These are students in a school of engineering, science, and technology studying various technical and technology management disciplines (though I think the results are likely to be representative of students in other schools as well). Here are the key findings and practical implications for administrators and faculty (click on images to view details).


  • sv_survey1Students value professors with real-world work experience.
  • Students like it when: Degree program and courses have a real-world (practical) focus; professors are responsive to student’s needs; professors focus on student learning and comprehension.
  • Students don’t like: To be confused; needlessly struggle; have their time wasted; unresponsive professors; courses that lack real-world relevancy; degree programs that don’t connect to the real world.


  • On average, faculty are less responsive to students than faculty think they are.
  • Hire faculty with practical, real-world work experience or demonstrated ability to connect subject matter to real-world.

Compare this what graduate students had to say…


  • sv_survey2Students value professors with real-world work experience.
  • Students like it when: Degree program and courses have a real-world (practical) focus and job-related application; current information, professors are responsive to student’s needs.
  • Students don’t like: To have their time wasted; unresponsive professors; courses that lack real-world relevancy; degree programs that don’t connect to the real world.


  • Hire faculty with practical, real-world work experience or demonstrated ability to connect subject matter to real-world.
  • Courses and degree programs be current, with relevance and practical application made clear.

The findings are very closely aligned. The thing that stands out the most is how university hiring processes favor candidates with deep theoretical knowledge, which is misaligned with the background and capabilities that students want – and likely payers, parents/spouses, and employers want as well. This great mismatch imperils student success.

Dataset records on object locations:
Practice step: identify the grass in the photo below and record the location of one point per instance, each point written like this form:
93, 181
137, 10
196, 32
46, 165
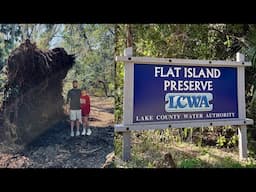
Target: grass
149, 148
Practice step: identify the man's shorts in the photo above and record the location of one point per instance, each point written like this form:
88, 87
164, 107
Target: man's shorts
75, 115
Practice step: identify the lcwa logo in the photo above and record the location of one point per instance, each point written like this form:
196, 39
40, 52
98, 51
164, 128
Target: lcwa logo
187, 102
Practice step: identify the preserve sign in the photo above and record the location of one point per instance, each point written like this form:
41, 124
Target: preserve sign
181, 92
162, 93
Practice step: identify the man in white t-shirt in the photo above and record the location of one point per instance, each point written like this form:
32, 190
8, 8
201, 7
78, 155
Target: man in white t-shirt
73, 99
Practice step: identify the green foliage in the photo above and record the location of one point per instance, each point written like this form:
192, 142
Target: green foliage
93, 46
190, 163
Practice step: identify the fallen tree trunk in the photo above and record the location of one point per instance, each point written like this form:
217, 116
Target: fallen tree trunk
33, 95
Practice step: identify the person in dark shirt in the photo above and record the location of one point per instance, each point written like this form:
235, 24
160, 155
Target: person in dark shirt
75, 114
86, 108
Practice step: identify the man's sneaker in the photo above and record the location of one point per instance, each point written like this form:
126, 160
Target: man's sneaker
84, 132
89, 131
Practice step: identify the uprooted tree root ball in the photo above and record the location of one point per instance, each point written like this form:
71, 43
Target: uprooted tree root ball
33, 94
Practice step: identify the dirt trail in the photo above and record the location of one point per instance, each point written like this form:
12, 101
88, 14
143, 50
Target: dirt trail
55, 148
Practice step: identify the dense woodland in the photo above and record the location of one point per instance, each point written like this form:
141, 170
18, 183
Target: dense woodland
191, 41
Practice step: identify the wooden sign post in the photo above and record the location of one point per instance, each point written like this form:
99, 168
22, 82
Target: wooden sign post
162, 93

_Given problem A_: Gather every line of the records that contains the word "foliage", and copy each one.
_Given problem B_: Pick up the student survey findings where the last sentence ends, and continue that text.
The survey text and the records have no connection to each other.

_Output A_:
Practice step: identify the green foliage in the photo above and record the location of one point per instance, each point written like this form:
Target: green foliage

_Output B_:
University hiring processes should be revised to give preference to academically qualified candidates with both theoretical knowledge and deep practical knowledge. Not only would this better satisfy student’s needs, it can become a great source of competitive advantage to the school (and likely the institution overall), resulting in increased enrollment and improved retention and graduation rates.

Put another way, failure to seek academically qualified candidates with both theoretical knowledge and deep practical knowledge could cause significant budget and prestige problems for academic programs and the school, as well as the institution.

I do not view these results as a reflection of the times we live in. Almost anyone with a undergraduate or graduate degree, age 21 or age 100, will tell you that their best professors were those who had years of professional work experience in the field and therefore deep practical knowledge. Not surprisingly, the pay offered to such candidates should be higher since they possess greater skills and capabilities compared to candidates with only theoretical knowledge. I think it would be wise for universities to return to their roots, where qualified faculty were understood to be those who possessed both theoretical knowledge and deep practical knowledge.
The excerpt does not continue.